> [EXERCISE INSTRUCTIONS] Exact copies of the line with "# each pair looks like [[804, 166]]" and of all lines after it through the end of the entries are required, and no other lines.

> [MATERIAL PROVIDED]
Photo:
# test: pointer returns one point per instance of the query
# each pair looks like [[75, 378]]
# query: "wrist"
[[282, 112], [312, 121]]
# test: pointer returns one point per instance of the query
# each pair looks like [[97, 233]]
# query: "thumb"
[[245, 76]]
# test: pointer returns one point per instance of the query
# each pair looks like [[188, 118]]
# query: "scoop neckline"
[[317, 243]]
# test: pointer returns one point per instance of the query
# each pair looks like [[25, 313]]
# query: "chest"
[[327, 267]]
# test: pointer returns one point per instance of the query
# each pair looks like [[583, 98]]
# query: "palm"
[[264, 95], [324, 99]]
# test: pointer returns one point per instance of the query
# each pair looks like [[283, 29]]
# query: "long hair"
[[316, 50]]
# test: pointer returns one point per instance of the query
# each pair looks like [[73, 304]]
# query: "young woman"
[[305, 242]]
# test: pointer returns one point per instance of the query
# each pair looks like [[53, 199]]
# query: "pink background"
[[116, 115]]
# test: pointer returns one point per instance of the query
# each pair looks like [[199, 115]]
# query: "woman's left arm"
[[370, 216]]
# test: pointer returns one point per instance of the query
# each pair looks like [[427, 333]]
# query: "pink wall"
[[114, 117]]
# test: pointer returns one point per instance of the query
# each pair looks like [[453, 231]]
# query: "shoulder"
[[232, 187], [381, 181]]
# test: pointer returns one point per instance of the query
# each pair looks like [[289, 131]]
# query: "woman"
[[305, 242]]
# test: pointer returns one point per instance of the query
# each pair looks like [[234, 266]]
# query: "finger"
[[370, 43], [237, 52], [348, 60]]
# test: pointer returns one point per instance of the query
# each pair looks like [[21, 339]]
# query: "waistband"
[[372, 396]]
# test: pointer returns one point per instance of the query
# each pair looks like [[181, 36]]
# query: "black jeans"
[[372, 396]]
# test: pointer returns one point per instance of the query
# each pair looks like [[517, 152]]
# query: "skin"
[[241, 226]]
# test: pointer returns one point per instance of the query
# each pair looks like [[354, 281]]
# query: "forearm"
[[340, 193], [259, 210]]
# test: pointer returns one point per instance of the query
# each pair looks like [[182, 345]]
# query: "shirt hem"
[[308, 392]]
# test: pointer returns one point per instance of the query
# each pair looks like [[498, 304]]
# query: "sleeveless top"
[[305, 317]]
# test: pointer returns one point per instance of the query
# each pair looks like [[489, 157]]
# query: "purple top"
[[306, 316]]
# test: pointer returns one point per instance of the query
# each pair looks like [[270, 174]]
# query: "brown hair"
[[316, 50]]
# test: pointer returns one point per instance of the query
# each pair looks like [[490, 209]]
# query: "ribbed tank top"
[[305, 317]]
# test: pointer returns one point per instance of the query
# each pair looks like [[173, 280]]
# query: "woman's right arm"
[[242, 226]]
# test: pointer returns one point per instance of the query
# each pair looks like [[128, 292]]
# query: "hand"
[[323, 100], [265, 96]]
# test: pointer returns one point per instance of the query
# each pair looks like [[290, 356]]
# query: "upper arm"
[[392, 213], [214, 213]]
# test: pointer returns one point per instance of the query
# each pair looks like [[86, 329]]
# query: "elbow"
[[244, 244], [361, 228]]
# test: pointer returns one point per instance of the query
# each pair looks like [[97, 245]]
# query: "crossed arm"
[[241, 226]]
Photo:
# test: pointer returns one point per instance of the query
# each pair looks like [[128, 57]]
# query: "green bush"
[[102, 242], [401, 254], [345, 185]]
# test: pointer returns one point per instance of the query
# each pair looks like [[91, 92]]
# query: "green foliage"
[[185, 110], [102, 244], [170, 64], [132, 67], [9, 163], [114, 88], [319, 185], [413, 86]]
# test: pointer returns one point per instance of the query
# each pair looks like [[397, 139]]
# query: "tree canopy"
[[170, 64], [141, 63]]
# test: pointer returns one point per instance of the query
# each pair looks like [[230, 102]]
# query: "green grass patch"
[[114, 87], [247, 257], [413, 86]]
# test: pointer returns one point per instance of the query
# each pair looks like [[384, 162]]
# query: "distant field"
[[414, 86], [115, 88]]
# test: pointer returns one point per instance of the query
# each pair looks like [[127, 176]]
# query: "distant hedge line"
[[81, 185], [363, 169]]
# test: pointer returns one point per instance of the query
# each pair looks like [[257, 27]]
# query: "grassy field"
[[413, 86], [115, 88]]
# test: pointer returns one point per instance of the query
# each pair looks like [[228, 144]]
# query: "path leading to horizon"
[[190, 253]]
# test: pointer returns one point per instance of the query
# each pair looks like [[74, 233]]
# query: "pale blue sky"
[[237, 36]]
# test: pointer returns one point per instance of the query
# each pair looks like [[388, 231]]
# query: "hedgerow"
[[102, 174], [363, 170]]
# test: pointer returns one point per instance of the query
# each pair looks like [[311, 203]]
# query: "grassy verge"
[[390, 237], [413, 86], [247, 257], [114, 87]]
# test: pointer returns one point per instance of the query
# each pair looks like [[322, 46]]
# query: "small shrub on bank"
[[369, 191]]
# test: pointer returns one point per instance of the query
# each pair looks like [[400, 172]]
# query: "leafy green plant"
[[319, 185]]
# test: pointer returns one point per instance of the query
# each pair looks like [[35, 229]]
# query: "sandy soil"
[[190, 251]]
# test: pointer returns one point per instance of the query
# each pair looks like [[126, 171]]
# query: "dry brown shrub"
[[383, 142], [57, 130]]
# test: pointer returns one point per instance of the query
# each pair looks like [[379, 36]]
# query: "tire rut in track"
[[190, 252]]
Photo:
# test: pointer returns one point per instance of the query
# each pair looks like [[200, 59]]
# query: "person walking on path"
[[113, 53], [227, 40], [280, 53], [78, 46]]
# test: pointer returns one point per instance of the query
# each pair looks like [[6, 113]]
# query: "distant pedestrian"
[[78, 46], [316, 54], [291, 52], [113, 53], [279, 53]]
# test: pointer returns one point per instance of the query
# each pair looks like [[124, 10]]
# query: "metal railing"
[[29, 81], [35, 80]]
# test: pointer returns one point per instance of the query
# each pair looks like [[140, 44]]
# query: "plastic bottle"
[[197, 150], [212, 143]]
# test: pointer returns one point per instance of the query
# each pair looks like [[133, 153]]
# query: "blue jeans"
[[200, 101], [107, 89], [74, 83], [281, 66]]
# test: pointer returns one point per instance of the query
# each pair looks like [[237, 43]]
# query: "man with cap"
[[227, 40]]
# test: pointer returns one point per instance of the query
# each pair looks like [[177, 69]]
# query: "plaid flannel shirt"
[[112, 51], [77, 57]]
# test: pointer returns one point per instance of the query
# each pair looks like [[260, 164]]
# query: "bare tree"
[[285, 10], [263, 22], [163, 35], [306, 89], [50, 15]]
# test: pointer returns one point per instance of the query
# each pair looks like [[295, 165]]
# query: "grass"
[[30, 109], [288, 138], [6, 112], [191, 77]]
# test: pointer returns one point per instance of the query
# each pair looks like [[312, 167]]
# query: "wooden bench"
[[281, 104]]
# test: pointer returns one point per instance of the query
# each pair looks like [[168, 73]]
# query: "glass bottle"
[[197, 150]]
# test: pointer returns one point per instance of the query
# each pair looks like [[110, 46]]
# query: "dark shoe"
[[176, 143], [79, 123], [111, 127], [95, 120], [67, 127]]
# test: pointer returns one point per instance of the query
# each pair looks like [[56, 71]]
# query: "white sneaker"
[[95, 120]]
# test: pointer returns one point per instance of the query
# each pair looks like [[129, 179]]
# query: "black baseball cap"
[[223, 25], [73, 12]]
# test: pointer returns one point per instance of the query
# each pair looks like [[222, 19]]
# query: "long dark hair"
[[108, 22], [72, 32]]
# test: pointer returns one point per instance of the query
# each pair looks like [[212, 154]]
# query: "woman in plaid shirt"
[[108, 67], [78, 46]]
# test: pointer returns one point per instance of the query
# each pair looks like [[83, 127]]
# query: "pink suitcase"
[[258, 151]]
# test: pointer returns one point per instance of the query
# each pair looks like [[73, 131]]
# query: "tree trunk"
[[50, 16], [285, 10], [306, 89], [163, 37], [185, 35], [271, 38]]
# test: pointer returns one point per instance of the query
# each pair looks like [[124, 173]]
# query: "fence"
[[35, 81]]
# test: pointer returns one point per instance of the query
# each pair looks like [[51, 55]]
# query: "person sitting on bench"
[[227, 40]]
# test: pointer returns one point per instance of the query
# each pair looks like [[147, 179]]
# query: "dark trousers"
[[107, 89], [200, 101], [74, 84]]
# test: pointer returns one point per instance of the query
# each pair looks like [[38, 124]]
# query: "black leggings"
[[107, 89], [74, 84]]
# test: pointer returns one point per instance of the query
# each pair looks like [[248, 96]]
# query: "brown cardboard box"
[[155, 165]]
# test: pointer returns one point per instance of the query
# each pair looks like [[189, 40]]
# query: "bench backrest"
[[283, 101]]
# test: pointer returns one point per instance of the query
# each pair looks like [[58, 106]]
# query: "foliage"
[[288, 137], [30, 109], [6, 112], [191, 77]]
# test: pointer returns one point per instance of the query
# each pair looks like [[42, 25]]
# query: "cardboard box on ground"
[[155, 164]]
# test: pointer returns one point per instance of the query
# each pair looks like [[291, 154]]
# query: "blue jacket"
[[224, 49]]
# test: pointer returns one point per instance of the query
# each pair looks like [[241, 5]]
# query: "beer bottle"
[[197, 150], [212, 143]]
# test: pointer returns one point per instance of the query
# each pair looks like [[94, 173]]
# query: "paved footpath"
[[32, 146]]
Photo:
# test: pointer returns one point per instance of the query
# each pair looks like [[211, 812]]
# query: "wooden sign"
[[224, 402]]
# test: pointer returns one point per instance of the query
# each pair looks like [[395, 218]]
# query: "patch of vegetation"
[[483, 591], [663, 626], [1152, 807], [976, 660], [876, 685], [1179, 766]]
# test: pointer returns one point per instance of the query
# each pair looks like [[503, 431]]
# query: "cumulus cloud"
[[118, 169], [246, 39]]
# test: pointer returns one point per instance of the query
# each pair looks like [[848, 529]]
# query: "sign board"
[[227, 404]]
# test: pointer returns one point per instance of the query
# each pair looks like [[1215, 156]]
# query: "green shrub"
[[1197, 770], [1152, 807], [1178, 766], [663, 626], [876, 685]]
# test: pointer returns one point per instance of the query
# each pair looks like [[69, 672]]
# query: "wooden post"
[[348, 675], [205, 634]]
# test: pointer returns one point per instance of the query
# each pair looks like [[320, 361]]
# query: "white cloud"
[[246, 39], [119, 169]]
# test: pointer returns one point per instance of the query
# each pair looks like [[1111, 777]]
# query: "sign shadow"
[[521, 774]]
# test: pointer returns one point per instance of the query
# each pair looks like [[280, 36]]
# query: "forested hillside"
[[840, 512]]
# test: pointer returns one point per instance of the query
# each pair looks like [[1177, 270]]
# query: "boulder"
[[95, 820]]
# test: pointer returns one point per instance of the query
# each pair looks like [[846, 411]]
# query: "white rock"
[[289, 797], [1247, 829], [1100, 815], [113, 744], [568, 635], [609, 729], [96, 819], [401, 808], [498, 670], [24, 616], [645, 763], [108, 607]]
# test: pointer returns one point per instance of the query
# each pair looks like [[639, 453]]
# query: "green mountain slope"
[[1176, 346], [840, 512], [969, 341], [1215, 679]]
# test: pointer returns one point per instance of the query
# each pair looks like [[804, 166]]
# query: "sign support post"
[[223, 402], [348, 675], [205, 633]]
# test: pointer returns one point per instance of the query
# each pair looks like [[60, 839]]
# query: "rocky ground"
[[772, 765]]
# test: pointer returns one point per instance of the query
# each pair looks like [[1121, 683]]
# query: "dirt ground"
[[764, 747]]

> [COMPLETED EXERCISE]
# each pair looks like [[804, 166]]
# query: "sign support post"
[[223, 402], [348, 675], [205, 633]]
# test: pointer returns one point per instance of the query
# each pair looks like [[60, 839]]
# query: "rocky ground"
[[772, 765]]
# test: pointer returns one point per instance of the query
# each pair looks like [[1121, 683]]
# query: "dirt ground"
[[764, 747]]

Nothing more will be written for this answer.